▶ WHAT YOU ARE ASKED TO DO
Only the lines of the data below from the one with "Could you please annotate the cluster" through the one with "Could you please annotate the dried flower" are wanted. Repeat them exactly.

▶ RECORDED DATA
***

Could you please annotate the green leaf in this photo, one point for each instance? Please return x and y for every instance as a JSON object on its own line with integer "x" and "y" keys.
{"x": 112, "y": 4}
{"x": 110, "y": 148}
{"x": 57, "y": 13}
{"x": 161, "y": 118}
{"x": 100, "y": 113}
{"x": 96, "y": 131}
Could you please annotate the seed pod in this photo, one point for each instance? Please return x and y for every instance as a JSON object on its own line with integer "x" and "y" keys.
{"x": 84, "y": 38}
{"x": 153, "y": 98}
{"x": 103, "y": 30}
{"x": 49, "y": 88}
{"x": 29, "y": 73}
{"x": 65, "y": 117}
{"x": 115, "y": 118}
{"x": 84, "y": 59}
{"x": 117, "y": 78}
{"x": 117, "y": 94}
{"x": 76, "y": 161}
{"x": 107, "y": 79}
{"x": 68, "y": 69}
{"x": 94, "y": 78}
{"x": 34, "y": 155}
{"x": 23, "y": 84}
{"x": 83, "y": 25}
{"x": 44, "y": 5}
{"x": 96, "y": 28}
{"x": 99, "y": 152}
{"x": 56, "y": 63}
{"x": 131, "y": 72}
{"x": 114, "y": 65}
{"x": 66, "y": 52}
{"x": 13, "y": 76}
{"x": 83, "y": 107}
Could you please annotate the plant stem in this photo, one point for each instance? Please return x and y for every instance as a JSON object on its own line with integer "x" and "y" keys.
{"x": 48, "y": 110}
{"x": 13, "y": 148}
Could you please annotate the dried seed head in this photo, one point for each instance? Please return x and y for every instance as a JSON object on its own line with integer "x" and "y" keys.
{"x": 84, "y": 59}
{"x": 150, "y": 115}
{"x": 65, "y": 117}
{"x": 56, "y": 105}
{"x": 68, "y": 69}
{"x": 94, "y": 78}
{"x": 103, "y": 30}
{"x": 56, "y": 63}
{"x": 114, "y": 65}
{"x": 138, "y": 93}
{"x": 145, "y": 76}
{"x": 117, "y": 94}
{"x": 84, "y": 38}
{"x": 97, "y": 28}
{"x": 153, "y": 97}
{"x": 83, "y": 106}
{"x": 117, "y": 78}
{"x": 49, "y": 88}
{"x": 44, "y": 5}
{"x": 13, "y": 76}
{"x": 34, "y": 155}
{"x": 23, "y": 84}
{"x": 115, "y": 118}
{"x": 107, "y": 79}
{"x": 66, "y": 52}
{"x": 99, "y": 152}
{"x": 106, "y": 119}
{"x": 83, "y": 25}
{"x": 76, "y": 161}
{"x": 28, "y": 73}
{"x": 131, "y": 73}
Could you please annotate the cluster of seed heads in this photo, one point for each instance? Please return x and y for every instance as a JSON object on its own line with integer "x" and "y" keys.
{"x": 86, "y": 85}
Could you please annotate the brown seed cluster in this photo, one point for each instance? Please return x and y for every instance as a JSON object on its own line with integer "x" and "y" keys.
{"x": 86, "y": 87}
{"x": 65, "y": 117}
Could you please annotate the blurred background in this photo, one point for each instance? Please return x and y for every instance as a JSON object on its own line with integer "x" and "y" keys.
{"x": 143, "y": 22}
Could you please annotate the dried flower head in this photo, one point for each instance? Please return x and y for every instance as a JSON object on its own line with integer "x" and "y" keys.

***

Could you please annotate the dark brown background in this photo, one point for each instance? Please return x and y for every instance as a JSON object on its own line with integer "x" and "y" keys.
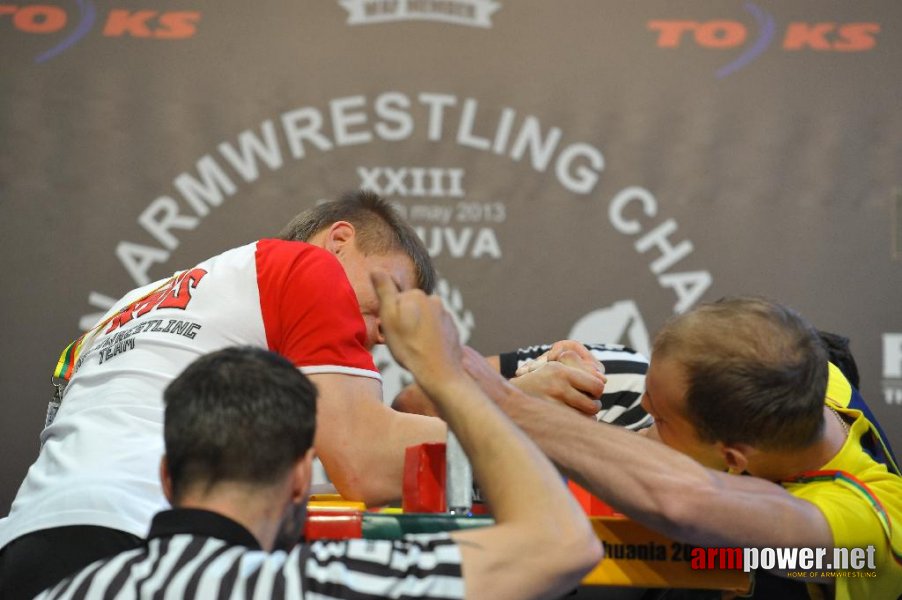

***

▶ RESPONSE AREA
Could you please annotate the cluster of seed heads in this photo, one point for each instance? Please return x and y for every instance as a JSON object on its own line with integer "x" and "y" keys.
{"x": 86, "y": 85}
Could you please annotate the brown seed cluster in this photo, one point for each instance? Please return x and y for every instance as a JSON object on its own line with integer "x" and "y" keys.
{"x": 86, "y": 87}
{"x": 65, "y": 117}
Could you please annotate the blurred background in this photo, one point for each instance? Please return x and y for every instance as a JSON object on its own line with integer "x" and "y" keys.
{"x": 143, "y": 22}
Could you please annotate the dried flower head in this photo, one point for each instance? Please return x and y for every instance as a JSON object on its own line with integer "x" and "y" keys.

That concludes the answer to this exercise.